• _EXERCISE TASK A_
From the reflection on prayer, extract everything from "I started thinking about how" down to "missions and outreach.".
• _EXERCISE TASK B_
According to the reflection on prayer, at what point in life did the writer become a Christian?
• _EXERCISE TASK C_
Decide whether each statement agrees with the reflection on prayer, answering yes or no and quoting the deciding words: (i) The sermon was about prayer. (ii) The writer carries a small notebook in a purse. (iii) The writer finds it easy to concentrate when praying.

• _EXCERPTED TEXT_
——

I started thinking about prayer in church yesterday. I guess that's an appropriate place to start, but I don't think where I went with my thoughts was exactly where the pastor intended. The sermon wasn't about prayer, but it touched on it and off my mind went. I pulled out the little notebook I keep in my purse and started to write thoughts and images down. I'm sure the people around me thought I was really getting a lot out of that sermon! And in a way, I was.
I started thinking about how most evangelicals view prayer, including myself. I've assumed since I became a Christian in my early 20's that you are to pray and pray daily, and to pray about everything going on in your life. You pray about all decisions and you pray for help in times of trouble. You pray for healing and rescue from trials, or for the perserverence to go through them. Of course prayer involves worship and praise, and I suspect some of us are a lot better at that part than others, but I'd wager that prayer is mainly used to ask God for something, either for ourselves or others...including the salvation of souls through missions and outreach.
But prayer has been an enigma for me almost from the beginning. I have a hard time praying, a hard time concentrating and, frankly, a hard time believing my prayers are in any way effective. So while I've tried to "just pray harder" and "get more disciplined," I've pushed back my feelings of confusion about how prayer really figures into my beliefs in a sovereign God.

——

• _DATA LINES_

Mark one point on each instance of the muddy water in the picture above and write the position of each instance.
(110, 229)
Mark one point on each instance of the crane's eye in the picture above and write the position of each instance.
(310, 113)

——

• _TASK RESPONSE A_
I started thinking about how most evangelicals view prayer, including myself. I've assumed since I became a Christian in my early 20's that you are to pray and pray daily, and to pray about everything going on in your life. You pray about all decisions and you pray for help in times of trouble. You pray for healing and rescue from trials, or for the perserverence to go through them. Of course prayer involves worship and praise, and I suspect some of us are a lot better at that part than others, but I'd wager that prayer is mainly used to ask God for something, either for ourselves or others...including the salvation of souls through missions and outreach.

• _TASK RESPONSE B_
In the writer's early 20's.

• _TASK RESPONSE C_
(i) No: "The sermon wasn't about prayer, but it touched on it"
(ii) Yes: "I pulled out the little notebook I keep in my purse"
(iii) No: "I have a hard time praying, a hard time concentrating"